(Region segmentation data)
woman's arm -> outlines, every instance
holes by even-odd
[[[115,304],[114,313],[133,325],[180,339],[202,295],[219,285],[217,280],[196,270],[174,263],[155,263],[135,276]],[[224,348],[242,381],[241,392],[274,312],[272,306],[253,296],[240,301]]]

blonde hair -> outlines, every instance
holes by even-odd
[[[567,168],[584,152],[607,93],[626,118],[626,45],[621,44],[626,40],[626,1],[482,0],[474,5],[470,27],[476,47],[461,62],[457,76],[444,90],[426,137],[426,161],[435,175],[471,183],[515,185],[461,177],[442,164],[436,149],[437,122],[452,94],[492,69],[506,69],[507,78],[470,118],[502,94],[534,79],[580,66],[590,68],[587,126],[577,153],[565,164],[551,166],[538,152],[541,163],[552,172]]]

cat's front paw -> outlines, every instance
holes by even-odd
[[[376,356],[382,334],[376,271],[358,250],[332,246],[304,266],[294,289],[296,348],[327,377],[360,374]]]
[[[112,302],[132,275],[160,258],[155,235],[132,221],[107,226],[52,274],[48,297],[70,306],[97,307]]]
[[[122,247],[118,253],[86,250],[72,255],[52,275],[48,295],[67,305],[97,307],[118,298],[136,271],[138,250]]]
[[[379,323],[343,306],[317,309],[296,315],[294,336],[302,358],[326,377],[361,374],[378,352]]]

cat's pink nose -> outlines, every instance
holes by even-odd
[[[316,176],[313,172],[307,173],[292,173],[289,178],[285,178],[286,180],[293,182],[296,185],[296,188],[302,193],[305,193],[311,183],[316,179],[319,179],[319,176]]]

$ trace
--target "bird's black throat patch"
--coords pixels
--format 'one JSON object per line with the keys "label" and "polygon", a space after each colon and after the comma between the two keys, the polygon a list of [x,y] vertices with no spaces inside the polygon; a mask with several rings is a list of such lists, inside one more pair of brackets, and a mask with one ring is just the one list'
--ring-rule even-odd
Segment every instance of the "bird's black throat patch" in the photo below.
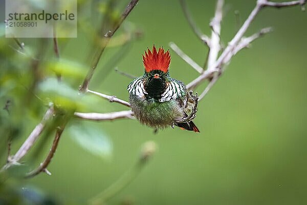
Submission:
{"label": "bird's black throat patch", "polygon": [[[155,74],[158,74],[160,77],[155,78]],[[166,89],[166,74],[161,70],[154,70],[147,75],[144,88],[148,94],[145,95],[145,97],[146,98],[159,100]]]}

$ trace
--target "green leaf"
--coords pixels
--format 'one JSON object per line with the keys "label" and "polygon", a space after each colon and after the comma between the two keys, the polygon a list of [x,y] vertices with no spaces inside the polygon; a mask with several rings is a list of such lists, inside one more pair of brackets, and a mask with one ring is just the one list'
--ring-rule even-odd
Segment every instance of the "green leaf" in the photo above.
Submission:
{"label": "green leaf", "polygon": [[109,159],[113,146],[107,135],[96,127],[87,123],[74,125],[68,128],[71,138],[81,148],[91,154]]}
{"label": "green leaf", "polygon": [[51,73],[60,74],[63,76],[76,78],[83,77],[87,70],[85,67],[76,61],[61,59],[49,62],[46,70]]}
{"label": "green leaf", "polygon": [[0,24],[0,37],[5,35],[5,24]]}

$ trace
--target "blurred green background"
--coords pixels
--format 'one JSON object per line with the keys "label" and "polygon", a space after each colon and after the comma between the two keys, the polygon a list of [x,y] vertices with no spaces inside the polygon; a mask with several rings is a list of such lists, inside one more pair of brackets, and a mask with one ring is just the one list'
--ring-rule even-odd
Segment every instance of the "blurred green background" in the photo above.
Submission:
{"label": "blurred green background", "polygon": [[[239,11],[242,25],[255,2],[226,1],[221,31],[224,45],[238,29],[235,11]],[[116,7],[119,13],[128,3],[119,1]],[[79,3],[82,6],[81,1]],[[187,1],[193,18],[208,35],[215,3],[215,1]],[[86,15],[88,12],[80,12],[78,20]],[[147,205],[305,204],[306,22],[307,14],[301,12],[300,7],[266,8],[260,12],[247,35],[268,26],[272,26],[274,32],[256,40],[250,49],[243,50],[233,57],[225,73],[200,101],[194,120],[200,133],[176,128],[154,134],[152,129],[131,119],[81,122],[74,119],[68,126],[82,123],[84,127],[94,128],[98,135],[103,137],[102,140],[106,145],[102,153],[93,154],[82,149],[74,139],[78,136],[70,136],[72,128],[68,128],[49,167],[51,176],[42,173],[28,180],[9,179],[6,183],[18,187],[35,187],[63,203],[82,203],[133,167],[139,157],[141,145],[154,140],[159,149],[152,159],[109,204],[126,201]],[[93,22],[95,24],[97,22]],[[204,64],[207,49],[190,29],[179,1],[140,0],[125,25],[115,37],[122,34],[125,26],[140,31],[142,36],[124,47],[106,49],[90,85],[91,90],[127,100],[126,88],[131,80],[114,71],[114,67],[136,76],[142,75],[141,54],[154,44],[168,49],[169,43],[173,42],[200,65]],[[78,30],[78,38],[59,39],[61,58],[86,65],[92,47],[88,35],[80,28]],[[35,50],[40,40],[20,40]],[[52,40],[49,40],[46,49],[51,57],[46,58],[47,61],[53,58]],[[2,37],[1,42],[5,51],[4,57],[0,59],[2,77],[4,77],[14,74],[8,59],[17,54],[9,46],[16,47],[13,40]],[[119,56],[118,59],[114,60],[114,55]],[[172,77],[187,84],[198,76],[171,50],[171,55]],[[110,59],[113,60],[110,61]],[[88,66],[81,67],[84,70],[81,76],[63,77],[63,81],[75,91]],[[24,81],[27,84],[29,80]],[[201,93],[205,84],[195,91]],[[14,98],[11,96],[25,92],[20,88],[20,93],[2,93],[1,106],[8,96]],[[98,97],[83,97],[87,106],[82,106],[78,111],[109,112],[127,109]],[[13,152],[46,110],[46,107],[37,108],[39,106],[35,105],[39,102],[33,100],[30,111],[19,115],[23,128],[18,138],[13,141]],[[35,114],[31,114],[32,111]],[[5,110],[1,112],[2,115],[6,113]],[[52,138],[44,145],[42,153],[35,156],[33,167],[45,157]],[[2,149],[4,143],[2,140]],[[2,165],[5,162],[6,153],[2,153]],[[26,162],[27,158],[22,162]]]}

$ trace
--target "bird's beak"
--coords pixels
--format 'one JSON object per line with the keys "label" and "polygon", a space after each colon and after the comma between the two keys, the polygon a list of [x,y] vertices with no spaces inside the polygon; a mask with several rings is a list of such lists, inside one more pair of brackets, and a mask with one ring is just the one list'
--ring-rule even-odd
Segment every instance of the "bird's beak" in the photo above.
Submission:
{"label": "bird's beak", "polygon": [[159,74],[155,74],[155,75],[154,75],[154,78],[160,78],[160,75],[159,75]]}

• [AIM] Pick out and copy every line of the material above that contains the word "black". Case matters.

• [EXERCISE RESULT]
--target "bird's black throat patch"
Segment every instance of the "bird's black throat patch" in the photo below.
{"label": "bird's black throat patch", "polygon": [[[155,74],[158,74],[160,77],[155,78]],[[166,89],[166,74],[161,70],[154,70],[147,75],[144,88],[148,94],[145,95],[145,97],[146,98],[159,100]]]}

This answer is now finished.